Aim :: Count the lines in the listing below that contain the string "round", and reply with only that number.

Coordinate annotation entries ::
------------------------------------

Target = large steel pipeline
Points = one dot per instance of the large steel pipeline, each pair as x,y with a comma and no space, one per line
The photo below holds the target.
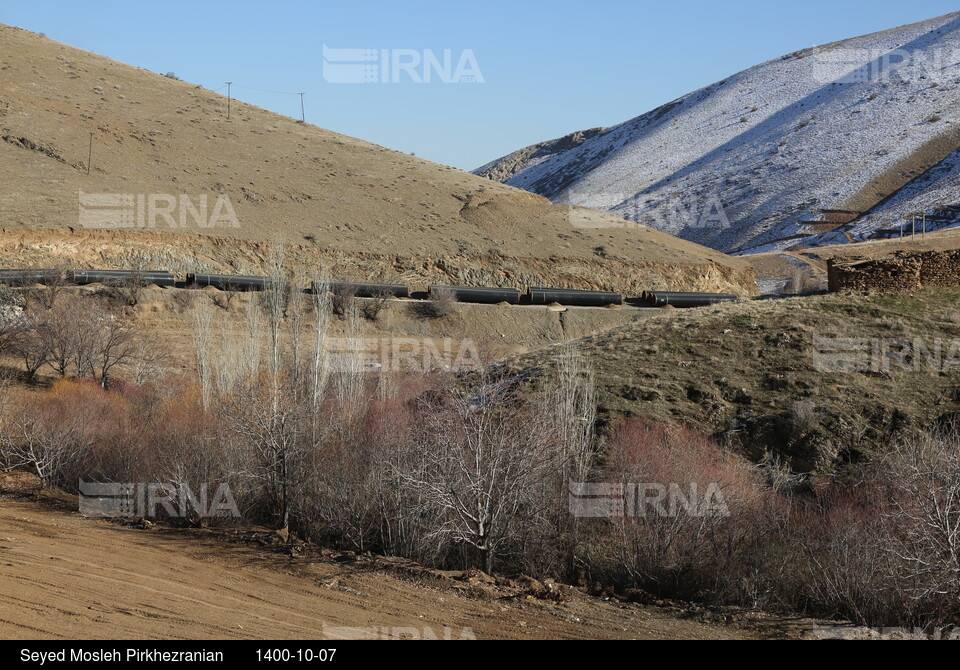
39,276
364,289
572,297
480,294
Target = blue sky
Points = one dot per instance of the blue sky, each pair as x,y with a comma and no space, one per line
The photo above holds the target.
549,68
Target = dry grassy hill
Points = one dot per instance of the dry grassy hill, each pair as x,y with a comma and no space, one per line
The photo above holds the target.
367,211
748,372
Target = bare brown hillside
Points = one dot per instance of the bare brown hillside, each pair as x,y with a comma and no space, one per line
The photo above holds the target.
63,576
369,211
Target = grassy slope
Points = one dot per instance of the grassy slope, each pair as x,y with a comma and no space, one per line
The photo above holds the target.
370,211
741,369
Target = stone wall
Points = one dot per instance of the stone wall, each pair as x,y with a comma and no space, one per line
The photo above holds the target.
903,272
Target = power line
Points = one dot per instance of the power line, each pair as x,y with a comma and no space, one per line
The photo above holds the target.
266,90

------------------------------------

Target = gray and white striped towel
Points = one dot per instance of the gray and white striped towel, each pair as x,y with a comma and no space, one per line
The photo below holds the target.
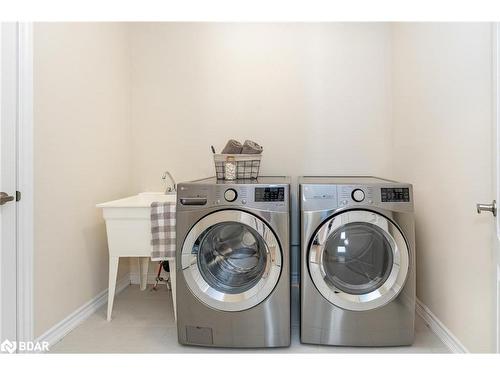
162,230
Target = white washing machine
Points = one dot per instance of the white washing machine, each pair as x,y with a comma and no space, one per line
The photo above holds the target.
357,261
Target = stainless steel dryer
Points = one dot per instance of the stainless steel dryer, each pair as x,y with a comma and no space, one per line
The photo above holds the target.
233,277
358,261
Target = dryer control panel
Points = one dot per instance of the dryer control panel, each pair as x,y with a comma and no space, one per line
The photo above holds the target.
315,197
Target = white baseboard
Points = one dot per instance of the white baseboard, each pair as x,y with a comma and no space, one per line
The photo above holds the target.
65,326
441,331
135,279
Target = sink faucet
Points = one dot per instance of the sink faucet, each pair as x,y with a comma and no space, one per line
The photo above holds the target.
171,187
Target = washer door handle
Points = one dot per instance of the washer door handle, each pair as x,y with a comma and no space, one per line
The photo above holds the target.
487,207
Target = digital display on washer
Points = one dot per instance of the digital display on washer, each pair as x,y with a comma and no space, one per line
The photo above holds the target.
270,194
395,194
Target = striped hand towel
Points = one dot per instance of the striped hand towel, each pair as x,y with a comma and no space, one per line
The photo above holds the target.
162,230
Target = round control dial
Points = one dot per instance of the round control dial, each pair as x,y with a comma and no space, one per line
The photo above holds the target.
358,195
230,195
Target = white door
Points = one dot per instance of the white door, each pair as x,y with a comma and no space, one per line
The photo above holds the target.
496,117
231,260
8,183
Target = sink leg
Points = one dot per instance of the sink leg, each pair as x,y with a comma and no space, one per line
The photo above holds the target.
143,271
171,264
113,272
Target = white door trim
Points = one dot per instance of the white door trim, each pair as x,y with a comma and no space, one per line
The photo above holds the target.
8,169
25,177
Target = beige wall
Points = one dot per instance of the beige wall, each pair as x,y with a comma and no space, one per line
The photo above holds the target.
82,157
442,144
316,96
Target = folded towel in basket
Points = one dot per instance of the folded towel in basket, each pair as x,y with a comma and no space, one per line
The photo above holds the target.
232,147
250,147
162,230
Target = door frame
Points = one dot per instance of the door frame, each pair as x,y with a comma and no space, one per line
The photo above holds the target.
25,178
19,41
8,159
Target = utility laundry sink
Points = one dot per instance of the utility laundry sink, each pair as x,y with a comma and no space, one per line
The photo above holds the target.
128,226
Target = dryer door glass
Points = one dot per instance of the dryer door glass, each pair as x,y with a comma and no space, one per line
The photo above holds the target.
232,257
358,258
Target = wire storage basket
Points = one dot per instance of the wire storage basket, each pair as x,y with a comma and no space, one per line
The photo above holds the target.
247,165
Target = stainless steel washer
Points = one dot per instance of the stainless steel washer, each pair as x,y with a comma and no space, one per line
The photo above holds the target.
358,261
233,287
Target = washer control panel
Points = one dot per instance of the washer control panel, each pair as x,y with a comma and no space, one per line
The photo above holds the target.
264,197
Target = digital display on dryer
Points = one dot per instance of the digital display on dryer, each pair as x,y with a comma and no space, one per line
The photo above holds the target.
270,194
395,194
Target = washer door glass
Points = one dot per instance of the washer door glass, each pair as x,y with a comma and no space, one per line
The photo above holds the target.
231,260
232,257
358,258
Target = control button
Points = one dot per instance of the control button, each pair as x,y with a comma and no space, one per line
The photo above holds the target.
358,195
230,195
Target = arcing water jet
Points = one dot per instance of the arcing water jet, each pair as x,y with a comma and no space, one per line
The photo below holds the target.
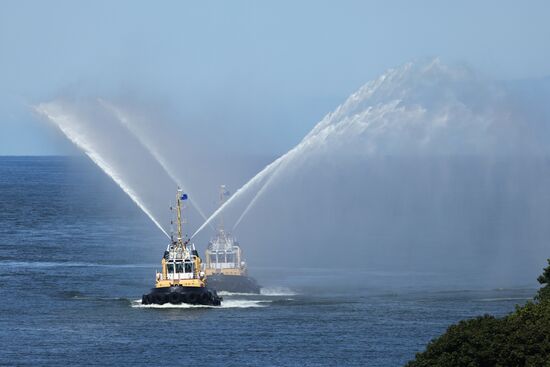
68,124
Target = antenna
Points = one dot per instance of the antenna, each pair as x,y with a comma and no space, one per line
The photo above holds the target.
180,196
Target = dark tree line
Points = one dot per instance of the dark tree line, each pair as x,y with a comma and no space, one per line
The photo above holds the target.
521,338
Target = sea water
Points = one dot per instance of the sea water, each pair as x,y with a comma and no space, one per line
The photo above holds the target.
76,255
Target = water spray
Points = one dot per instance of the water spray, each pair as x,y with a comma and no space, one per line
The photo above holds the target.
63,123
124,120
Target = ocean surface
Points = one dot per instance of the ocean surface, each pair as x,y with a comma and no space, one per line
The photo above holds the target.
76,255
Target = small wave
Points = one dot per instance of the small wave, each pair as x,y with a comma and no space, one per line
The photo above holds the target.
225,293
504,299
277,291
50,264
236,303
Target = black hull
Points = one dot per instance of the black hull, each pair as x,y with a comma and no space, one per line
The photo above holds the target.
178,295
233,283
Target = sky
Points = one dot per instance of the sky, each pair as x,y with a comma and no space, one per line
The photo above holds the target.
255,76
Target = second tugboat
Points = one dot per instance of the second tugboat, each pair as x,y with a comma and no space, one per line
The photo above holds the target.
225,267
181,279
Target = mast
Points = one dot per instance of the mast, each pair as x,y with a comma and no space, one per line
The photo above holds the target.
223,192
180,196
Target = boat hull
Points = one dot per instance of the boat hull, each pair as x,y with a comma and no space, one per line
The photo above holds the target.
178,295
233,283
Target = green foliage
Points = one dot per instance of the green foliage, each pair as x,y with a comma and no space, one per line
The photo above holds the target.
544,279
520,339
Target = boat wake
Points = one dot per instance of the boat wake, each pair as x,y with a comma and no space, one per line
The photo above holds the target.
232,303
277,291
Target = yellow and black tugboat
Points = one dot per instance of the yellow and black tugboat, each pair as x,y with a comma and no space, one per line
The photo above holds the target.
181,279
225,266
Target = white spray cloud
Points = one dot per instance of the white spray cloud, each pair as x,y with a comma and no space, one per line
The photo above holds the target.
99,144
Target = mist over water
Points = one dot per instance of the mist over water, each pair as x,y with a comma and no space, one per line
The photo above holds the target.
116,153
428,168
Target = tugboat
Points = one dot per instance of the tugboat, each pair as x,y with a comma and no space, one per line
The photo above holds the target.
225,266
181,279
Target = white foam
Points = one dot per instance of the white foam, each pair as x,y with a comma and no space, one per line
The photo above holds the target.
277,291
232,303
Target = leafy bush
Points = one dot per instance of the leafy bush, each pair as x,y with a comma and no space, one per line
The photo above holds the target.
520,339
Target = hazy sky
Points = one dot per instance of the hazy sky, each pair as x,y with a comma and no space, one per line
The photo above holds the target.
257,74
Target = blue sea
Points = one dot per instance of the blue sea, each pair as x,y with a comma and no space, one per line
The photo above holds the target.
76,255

------------------------------------

Result for this task :: 2